**INPUT DATA:**
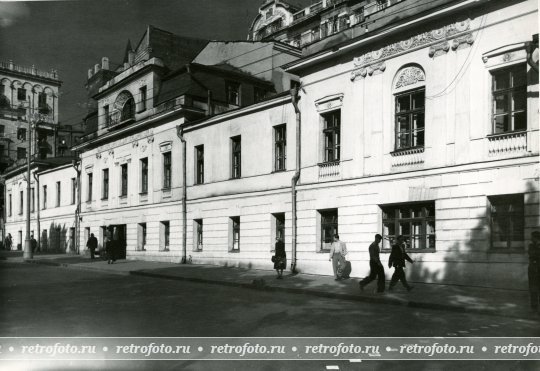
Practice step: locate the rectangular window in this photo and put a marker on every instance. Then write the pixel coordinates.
(144, 175)
(90, 185)
(73, 190)
(123, 180)
(332, 136)
(329, 227)
(167, 170)
(199, 165)
(233, 93)
(414, 221)
(507, 221)
(105, 192)
(33, 201)
(142, 92)
(44, 197)
(197, 234)
(21, 94)
(58, 193)
(280, 147)
(141, 236)
(21, 134)
(165, 233)
(21, 153)
(410, 119)
(236, 157)
(234, 234)
(509, 91)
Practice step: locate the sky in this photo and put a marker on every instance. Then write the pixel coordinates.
(72, 36)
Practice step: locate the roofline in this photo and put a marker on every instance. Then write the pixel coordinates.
(338, 50)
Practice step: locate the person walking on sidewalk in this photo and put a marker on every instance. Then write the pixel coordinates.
(397, 260)
(92, 245)
(280, 262)
(375, 265)
(338, 250)
(534, 270)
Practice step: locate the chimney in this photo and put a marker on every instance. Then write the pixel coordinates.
(105, 63)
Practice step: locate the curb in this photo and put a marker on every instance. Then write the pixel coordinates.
(257, 285)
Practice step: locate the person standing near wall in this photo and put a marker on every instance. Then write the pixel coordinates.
(338, 250)
(534, 270)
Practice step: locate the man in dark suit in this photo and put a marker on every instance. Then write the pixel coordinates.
(397, 259)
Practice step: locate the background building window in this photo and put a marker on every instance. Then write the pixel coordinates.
(329, 227)
(165, 234)
(199, 158)
(144, 175)
(236, 158)
(21, 153)
(415, 222)
(44, 197)
(280, 147)
(105, 192)
(167, 170)
(141, 236)
(198, 235)
(123, 180)
(234, 234)
(73, 190)
(509, 90)
(332, 135)
(233, 93)
(410, 119)
(507, 221)
(58, 193)
(90, 184)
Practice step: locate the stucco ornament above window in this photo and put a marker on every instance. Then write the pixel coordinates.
(409, 76)
(457, 33)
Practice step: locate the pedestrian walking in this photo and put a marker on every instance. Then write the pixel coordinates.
(280, 258)
(534, 270)
(397, 260)
(375, 265)
(338, 251)
(33, 243)
(9, 241)
(92, 245)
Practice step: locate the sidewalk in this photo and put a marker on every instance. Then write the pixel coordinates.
(500, 302)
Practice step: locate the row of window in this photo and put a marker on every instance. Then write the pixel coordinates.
(414, 221)
(44, 198)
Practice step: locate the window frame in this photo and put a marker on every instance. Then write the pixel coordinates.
(426, 237)
(199, 164)
(280, 147)
(331, 136)
(510, 219)
(411, 132)
(236, 157)
(509, 93)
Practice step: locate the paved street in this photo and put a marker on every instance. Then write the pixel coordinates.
(52, 301)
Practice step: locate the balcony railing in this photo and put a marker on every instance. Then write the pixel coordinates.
(329, 169)
(507, 143)
(412, 156)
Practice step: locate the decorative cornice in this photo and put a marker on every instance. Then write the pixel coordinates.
(438, 37)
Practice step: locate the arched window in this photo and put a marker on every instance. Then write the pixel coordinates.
(409, 91)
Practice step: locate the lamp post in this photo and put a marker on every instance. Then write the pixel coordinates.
(28, 253)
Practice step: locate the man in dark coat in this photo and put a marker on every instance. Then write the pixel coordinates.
(534, 270)
(92, 245)
(377, 269)
(397, 260)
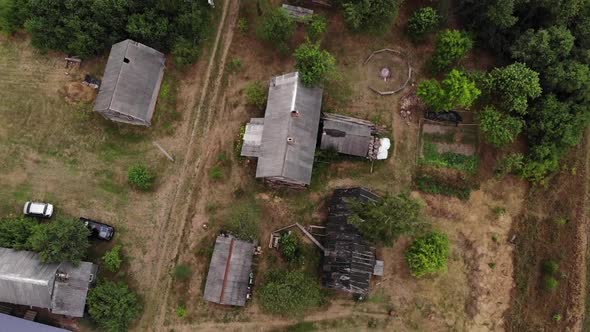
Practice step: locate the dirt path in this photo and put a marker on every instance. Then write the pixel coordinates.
(194, 155)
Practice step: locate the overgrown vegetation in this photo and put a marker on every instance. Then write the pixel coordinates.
(428, 254)
(61, 240)
(86, 28)
(432, 157)
(552, 40)
(315, 66)
(113, 306)
(289, 293)
(140, 177)
(385, 220)
(422, 22)
(113, 259)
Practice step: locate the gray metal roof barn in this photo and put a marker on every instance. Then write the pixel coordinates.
(285, 140)
(347, 135)
(229, 271)
(14, 324)
(62, 288)
(131, 83)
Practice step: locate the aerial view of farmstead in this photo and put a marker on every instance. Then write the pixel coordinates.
(294, 165)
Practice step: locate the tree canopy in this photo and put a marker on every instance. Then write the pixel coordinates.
(113, 306)
(384, 221)
(315, 66)
(289, 293)
(451, 46)
(456, 90)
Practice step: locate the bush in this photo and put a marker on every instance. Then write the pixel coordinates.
(451, 46)
(423, 21)
(113, 306)
(60, 240)
(182, 272)
(256, 95)
(315, 66)
(317, 27)
(385, 220)
(112, 259)
(289, 293)
(277, 27)
(140, 177)
(428, 254)
(550, 283)
(290, 247)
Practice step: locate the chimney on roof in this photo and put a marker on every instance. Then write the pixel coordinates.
(61, 276)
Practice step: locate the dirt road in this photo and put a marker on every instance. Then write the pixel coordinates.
(185, 189)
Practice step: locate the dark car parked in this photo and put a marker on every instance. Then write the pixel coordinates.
(98, 229)
(450, 116)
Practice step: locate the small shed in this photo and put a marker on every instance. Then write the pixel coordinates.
(60, 287)
(351, 136)
(285, 140)
(349, 261)
(228, 280)
(14, 324)
(131, 83)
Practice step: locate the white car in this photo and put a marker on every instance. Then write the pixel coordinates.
(38, 209)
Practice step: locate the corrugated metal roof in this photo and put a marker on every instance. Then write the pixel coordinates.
(347, 135)
(14, 324)
(349, 261)
(229, 271)
(131, 82)
(25, 280)
(291, 124)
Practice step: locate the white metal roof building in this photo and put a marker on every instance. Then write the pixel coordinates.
(285, 140)
(131, 83)
(24, 280)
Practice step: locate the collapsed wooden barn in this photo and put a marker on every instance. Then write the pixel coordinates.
(284, 141)
(230, 271)
(131, 83)
(60, 287)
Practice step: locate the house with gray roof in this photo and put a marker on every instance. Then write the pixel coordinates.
(228, 280)
(60, 287)
(284, 141)
(14, 324)
(131, 83)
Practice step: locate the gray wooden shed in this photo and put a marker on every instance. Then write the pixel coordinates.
(285, 140)
(62, 288)
(131, 83)
(229, 271)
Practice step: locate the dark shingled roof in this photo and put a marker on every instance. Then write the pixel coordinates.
(229, 271)
(349, 261)
(289, 136)
(15, 324)
(131, 83)
(347, 135)
(25, 280)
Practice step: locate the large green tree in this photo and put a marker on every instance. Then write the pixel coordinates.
(451, 46)
(289, 293)
(513, 86)
(385, 220)
(315, 66)
(499, 128)
(370, 14)
(60, 240)
(456, 90)
(113, 306)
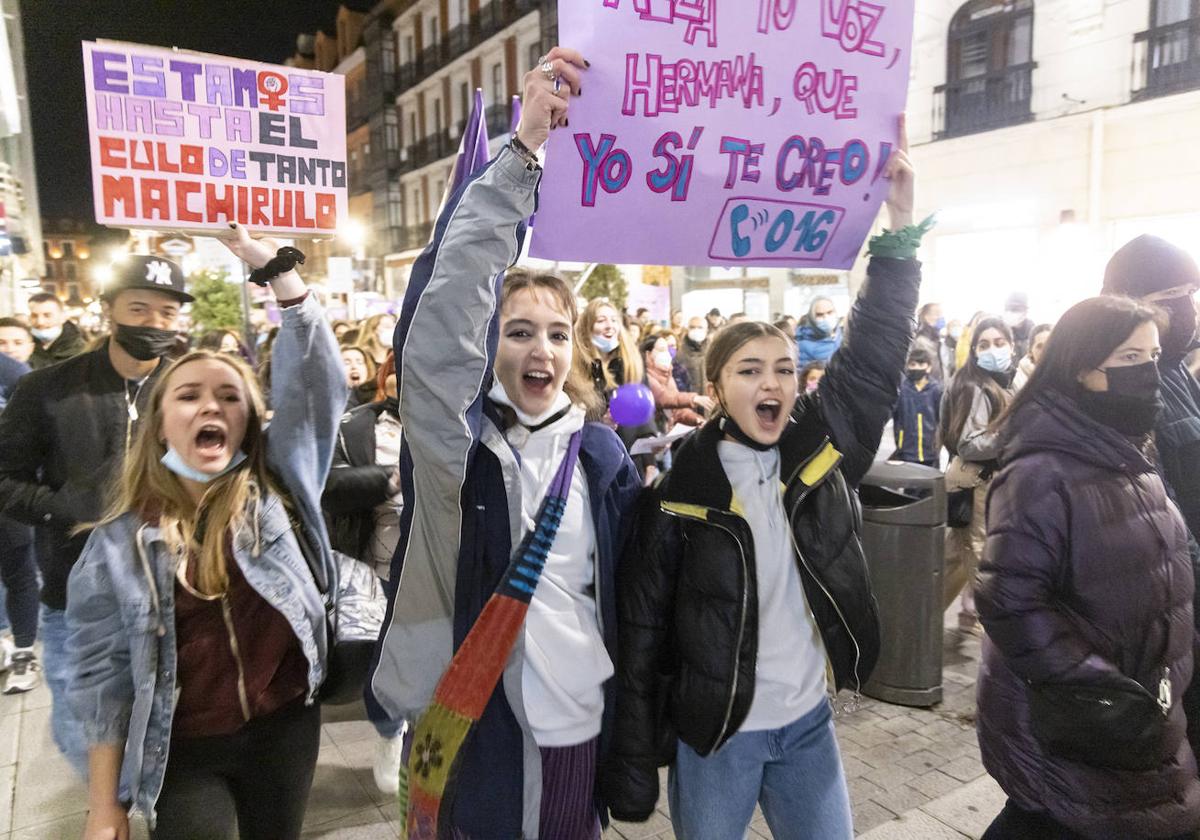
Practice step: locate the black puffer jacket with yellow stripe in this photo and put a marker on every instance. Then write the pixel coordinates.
(688, 591)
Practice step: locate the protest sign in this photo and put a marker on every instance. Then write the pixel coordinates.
(725, 132)
(189, 141)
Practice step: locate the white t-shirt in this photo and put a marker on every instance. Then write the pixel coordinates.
(565, 660)
(790, 675)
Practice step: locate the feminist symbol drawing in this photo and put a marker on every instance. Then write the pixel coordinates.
(159, 273)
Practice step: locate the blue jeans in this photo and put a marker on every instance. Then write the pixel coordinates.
(793, 772)
(67, 731)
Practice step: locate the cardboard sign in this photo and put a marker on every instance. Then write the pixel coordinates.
(725, 132)
(195, 142)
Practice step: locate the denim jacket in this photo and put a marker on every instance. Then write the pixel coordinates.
(121, 593)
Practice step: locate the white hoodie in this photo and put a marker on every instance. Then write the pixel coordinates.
(790, 675)
(565, 660)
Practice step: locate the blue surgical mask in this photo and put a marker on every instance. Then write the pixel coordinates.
(175, 463)
(996, 360)
(605, 345)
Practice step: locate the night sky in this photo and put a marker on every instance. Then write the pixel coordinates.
(256, 29)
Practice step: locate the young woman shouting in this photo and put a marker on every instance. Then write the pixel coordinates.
(197, 629)
(748, 601)
(501, 641)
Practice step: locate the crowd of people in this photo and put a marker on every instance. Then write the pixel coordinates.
(563, 618)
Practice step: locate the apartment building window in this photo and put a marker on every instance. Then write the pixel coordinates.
(497, 83)
(989, 67)
(1167, 57)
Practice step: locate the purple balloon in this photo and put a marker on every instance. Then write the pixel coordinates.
(631, 405)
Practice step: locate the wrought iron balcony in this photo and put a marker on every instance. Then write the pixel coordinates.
(1167, 59)
(984, 102)
(499, 119)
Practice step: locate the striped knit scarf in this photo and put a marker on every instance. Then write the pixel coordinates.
(462, 693)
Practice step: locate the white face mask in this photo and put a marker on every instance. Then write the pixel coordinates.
(47, 336)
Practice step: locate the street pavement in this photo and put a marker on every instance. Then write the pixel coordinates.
(912, 773)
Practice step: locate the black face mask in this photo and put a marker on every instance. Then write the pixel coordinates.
(1182, 330)
(144, 342)
(730, 426)
(1132, 403)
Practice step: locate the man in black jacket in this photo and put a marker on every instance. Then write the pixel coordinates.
(57, 337)
(66, 431)
(1164, 275)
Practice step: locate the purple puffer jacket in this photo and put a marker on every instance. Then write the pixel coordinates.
(1085, 579)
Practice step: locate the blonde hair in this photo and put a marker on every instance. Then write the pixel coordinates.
(151, 491)
(369, 341)
(577, 385)
(586, 353)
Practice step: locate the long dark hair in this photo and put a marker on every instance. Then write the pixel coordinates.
(969, 379)
(1083, 339)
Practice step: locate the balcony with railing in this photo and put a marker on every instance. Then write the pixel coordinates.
(984, 102)
(408, 76)
(499, 119)
(429, 149)
(1167, 59)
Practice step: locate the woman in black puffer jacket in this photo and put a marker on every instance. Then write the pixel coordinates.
(1085, 593)
(749, 576)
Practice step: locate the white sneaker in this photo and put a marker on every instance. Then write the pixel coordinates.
(24, 673)
(7, 647)
(387, 767)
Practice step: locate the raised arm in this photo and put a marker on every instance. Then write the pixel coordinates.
(307, 387)
(863, 378)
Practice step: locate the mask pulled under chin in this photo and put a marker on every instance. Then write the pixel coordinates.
(731, 427)
(498, 395)
(144, 342)
(175, 463)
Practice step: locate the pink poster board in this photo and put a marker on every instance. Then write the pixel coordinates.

**WHAT THE EXERCISE ASKS:** Return the line that contains "Practice step: locate the mask" along with every line after it through the end of the entries, exactly, adding nothing.

**ANSWER SECTION:**
Practice step: locate the mask pulled under chin in this photo and put a marker on every instance. Then write the pixel coordinates.
(731, 427)
(498, 395)
(144, 342)
(175, 463)
Practice step: locate the pink poster board in this photo and put a marker on every instance. Then write the pixel coordinates.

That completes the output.